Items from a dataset
────────────────
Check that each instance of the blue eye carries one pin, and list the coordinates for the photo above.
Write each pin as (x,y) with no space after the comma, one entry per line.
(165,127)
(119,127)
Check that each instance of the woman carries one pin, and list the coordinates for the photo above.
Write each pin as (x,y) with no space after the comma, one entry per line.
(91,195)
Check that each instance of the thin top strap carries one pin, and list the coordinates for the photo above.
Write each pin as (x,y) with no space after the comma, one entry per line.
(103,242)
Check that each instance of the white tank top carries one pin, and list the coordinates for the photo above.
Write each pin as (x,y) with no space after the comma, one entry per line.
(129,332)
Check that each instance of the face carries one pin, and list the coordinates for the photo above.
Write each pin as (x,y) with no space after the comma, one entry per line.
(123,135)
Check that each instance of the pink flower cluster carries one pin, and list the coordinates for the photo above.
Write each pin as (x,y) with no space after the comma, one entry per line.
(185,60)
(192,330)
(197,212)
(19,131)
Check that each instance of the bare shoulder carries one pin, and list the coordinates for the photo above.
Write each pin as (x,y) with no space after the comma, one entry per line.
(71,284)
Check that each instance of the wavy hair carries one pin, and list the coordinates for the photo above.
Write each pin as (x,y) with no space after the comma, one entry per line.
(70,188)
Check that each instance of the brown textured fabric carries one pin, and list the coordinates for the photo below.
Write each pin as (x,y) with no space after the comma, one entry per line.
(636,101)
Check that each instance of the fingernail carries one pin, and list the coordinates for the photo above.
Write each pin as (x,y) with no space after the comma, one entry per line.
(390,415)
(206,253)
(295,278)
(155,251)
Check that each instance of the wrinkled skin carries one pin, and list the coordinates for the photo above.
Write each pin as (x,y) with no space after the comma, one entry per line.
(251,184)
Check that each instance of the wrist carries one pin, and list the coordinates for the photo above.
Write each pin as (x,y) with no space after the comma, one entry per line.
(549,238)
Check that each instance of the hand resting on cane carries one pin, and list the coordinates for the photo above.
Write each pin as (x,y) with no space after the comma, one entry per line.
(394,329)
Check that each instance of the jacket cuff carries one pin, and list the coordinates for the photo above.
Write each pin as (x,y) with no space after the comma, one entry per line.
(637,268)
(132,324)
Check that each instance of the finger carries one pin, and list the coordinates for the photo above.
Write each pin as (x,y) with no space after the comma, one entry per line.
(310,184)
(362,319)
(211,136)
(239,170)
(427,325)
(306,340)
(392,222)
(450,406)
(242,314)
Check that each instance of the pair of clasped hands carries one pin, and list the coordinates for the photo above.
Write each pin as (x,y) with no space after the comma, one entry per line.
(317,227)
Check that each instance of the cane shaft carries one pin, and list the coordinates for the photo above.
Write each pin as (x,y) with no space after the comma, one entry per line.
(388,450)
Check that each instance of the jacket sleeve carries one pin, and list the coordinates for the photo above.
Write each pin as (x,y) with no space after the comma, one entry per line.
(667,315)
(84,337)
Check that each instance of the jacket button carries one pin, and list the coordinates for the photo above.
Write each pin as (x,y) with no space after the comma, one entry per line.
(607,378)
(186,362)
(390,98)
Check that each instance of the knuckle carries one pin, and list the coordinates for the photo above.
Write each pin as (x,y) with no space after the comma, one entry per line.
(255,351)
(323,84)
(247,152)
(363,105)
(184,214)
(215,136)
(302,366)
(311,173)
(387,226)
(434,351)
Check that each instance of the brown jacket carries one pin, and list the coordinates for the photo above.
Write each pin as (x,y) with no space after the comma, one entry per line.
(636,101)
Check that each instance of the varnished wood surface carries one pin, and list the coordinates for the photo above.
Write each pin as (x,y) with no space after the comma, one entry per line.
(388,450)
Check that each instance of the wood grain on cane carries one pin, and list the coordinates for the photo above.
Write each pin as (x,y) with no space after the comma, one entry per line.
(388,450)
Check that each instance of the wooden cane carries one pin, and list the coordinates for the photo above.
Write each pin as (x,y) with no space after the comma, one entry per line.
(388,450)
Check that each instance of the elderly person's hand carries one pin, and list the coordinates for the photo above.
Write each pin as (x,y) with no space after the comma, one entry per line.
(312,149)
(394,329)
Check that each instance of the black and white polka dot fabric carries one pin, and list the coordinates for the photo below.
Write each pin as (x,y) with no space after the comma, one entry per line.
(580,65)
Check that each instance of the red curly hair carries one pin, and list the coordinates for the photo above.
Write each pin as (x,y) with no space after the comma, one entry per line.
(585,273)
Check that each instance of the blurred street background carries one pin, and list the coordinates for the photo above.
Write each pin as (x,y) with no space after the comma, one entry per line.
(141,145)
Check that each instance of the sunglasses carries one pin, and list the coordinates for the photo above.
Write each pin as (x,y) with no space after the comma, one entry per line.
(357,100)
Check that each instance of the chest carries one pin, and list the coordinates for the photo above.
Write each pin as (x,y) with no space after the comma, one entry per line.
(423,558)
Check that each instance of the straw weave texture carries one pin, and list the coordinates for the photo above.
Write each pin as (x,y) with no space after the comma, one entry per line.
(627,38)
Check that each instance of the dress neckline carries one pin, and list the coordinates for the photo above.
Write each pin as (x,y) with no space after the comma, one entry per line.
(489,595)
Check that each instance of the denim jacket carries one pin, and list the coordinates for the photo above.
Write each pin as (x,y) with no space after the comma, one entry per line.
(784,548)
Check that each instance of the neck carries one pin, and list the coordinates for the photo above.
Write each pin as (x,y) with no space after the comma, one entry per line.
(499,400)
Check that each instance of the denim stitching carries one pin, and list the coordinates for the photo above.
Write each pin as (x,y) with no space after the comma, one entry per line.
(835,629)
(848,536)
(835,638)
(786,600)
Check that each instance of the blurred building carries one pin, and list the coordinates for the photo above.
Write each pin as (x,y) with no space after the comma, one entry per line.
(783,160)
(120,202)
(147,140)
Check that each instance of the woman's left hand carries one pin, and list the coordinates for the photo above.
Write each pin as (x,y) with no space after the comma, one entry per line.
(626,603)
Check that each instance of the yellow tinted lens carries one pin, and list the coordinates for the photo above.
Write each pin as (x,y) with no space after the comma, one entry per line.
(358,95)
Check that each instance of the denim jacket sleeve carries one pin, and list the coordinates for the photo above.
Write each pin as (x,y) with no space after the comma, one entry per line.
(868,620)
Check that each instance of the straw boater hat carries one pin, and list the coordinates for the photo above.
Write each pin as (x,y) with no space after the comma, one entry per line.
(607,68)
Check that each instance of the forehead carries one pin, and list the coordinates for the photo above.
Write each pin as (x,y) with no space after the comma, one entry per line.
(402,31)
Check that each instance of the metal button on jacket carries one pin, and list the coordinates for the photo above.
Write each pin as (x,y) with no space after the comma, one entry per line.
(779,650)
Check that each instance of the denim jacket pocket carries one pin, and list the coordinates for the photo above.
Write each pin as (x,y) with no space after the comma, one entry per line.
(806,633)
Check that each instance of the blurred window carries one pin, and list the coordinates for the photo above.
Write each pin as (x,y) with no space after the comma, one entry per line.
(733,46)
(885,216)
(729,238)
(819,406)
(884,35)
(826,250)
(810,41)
────────────────
Exercise brief:
Show the lines above that include "denim".

Answer space:
Check that each instance of the denim jacket carries one pin, and list the coordinates for the photo above.
Check that each instance of the denim stitching carries one pin, and list the coordinates for the photo above.
Check that each instance of the denim jacket sleeve carries one pin, and list the coordinates for the photo above.
Check that each instance of the denim jacket pocket carries one pin, and list the coordinates for the photo above.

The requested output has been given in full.